# SET PROBLEM
Put every line from the one containing "the rock face." through the end of the items below into a JSON list of strings, one string per line and no blank lines.

━━━━━━━━━━━━━━━━━━━━

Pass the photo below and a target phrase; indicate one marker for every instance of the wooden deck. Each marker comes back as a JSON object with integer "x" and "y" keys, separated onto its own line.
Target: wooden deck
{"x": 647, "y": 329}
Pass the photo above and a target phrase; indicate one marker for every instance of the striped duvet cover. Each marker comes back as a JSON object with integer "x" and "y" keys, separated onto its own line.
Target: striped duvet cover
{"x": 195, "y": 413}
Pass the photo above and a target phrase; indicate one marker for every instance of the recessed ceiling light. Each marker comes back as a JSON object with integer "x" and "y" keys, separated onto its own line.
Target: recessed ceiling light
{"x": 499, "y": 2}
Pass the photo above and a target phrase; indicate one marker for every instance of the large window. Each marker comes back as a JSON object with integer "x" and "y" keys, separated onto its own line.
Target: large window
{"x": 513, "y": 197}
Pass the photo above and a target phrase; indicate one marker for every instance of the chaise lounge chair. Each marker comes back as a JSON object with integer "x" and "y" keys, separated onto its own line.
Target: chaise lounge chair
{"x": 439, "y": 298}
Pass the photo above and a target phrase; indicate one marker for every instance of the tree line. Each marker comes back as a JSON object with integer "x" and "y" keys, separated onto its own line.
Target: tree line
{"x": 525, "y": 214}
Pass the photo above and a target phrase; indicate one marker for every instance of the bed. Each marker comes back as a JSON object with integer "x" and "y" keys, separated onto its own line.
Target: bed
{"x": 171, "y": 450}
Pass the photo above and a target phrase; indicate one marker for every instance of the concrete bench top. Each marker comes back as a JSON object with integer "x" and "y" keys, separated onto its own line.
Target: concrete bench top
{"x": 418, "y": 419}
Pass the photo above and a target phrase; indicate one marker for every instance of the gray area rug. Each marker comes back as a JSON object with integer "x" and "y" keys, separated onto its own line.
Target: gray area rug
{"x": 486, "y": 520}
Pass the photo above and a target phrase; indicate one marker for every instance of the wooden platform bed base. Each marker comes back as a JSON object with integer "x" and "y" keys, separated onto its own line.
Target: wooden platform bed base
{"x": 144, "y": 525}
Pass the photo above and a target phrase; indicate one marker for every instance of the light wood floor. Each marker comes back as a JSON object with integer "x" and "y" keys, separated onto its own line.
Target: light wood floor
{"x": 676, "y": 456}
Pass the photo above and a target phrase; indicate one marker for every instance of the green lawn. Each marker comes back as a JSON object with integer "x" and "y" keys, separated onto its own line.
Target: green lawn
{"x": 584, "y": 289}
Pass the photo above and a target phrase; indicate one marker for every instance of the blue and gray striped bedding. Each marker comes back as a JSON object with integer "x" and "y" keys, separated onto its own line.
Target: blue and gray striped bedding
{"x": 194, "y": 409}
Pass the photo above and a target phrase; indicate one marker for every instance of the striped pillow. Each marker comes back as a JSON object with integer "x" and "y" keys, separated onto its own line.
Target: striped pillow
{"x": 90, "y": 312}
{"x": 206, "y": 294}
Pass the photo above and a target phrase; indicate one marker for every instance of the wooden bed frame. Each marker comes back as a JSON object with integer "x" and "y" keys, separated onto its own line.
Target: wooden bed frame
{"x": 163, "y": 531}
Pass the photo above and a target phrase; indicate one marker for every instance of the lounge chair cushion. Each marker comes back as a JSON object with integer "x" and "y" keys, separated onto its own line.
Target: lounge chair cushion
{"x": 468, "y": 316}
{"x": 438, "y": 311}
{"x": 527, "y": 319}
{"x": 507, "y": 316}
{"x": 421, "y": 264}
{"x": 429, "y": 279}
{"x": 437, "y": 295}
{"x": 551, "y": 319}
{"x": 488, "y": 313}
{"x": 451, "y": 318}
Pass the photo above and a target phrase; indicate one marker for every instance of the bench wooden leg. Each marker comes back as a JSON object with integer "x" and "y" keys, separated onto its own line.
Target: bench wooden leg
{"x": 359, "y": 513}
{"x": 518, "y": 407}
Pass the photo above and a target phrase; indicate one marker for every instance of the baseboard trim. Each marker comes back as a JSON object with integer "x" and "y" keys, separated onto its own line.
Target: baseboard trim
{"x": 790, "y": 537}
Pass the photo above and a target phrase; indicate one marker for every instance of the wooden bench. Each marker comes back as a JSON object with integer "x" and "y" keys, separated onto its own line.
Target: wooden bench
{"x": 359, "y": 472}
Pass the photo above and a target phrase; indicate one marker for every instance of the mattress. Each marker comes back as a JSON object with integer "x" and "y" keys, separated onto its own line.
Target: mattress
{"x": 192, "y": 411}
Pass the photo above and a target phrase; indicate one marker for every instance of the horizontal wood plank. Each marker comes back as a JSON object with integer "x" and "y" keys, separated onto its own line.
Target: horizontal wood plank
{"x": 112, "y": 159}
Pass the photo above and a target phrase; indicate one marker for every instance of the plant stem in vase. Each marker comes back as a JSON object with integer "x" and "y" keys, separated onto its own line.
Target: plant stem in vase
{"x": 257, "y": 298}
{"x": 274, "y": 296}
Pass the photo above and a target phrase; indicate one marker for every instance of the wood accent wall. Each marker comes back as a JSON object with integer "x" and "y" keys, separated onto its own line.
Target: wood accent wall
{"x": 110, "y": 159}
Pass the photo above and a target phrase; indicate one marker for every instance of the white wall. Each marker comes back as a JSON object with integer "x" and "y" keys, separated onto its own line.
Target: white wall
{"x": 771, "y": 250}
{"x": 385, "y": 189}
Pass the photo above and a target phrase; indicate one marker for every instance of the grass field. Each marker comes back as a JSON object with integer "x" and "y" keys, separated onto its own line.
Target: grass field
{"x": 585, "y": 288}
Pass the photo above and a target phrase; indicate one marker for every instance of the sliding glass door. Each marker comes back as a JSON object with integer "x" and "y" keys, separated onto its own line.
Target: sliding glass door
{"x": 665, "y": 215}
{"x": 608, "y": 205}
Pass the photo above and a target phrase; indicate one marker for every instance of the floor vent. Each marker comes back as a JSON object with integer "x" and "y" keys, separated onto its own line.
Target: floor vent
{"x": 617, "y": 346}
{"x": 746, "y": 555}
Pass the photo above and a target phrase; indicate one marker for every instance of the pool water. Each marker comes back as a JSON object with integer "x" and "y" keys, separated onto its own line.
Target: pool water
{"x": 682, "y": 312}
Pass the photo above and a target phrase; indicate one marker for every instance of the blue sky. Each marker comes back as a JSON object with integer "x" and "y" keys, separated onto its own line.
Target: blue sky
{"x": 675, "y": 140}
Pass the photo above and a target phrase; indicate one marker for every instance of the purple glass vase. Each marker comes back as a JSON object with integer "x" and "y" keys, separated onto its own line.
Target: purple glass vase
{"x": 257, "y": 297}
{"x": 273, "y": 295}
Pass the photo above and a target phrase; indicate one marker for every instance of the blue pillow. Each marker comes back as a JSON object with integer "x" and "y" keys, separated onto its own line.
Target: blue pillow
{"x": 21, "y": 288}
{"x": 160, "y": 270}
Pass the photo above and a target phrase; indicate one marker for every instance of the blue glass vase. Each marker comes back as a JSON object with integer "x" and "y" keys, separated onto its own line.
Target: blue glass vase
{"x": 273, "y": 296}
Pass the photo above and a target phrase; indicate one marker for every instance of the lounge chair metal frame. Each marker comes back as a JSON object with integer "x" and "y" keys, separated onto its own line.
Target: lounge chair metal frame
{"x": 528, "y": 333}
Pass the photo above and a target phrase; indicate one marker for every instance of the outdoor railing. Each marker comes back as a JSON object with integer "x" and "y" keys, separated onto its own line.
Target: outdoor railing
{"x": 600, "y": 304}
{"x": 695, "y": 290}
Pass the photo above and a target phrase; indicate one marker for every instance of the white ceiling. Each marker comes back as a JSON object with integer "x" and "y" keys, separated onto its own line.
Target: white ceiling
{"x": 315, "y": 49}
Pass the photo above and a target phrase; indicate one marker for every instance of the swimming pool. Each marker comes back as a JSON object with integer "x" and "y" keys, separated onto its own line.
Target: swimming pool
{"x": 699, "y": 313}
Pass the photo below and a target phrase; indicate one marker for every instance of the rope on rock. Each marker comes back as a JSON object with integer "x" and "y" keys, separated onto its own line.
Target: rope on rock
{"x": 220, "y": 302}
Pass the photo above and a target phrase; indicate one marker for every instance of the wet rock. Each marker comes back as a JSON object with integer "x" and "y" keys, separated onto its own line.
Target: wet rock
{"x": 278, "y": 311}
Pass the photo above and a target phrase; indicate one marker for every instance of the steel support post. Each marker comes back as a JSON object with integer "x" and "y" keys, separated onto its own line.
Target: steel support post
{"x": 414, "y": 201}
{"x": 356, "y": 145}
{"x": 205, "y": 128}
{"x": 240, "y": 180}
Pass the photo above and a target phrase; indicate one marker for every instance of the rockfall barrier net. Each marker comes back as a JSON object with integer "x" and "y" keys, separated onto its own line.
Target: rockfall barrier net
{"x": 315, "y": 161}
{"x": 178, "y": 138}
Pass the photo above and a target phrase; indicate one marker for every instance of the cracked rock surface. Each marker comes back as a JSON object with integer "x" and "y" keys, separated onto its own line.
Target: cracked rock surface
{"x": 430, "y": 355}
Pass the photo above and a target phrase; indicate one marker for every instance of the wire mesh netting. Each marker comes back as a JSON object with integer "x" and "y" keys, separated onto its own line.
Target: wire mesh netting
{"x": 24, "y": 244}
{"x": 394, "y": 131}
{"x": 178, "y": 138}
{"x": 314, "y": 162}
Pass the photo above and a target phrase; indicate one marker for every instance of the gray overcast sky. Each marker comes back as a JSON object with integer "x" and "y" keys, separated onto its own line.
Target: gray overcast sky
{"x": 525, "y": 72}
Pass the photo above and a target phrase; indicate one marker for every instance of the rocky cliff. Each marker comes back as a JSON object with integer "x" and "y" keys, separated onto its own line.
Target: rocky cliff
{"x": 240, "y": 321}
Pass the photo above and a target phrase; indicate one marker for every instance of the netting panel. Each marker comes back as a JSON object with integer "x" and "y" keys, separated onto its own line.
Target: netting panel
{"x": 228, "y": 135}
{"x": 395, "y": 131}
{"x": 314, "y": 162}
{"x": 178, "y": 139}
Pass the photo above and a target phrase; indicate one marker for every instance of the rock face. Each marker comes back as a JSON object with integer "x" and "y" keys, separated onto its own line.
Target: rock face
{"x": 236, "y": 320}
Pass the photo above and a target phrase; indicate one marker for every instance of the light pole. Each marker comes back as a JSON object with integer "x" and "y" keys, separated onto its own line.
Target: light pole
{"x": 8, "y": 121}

━━━━━━━━━━━━━━━━━━━━

# WRITTEN RESPONSE
[
  "Pass the photo above and a target phrase; indicate one marker for every instance of the rock face. Each marker comes back as a JSON object with integer \"x\" and \"y\" keys, separated onto its own line.",
  "Target: rock face",
  "{\"x\": 236, \"y\": 320}",
  "Pass the photo above and a target phrase; indicate one marker for every instance of the light pole. Each marker comes back as a JSON object with integer \"x\" and \"y\" keys, separated onto its own line.",
  "Target: light pole",
  "{\"x\": 8, \"y\": 121}"
]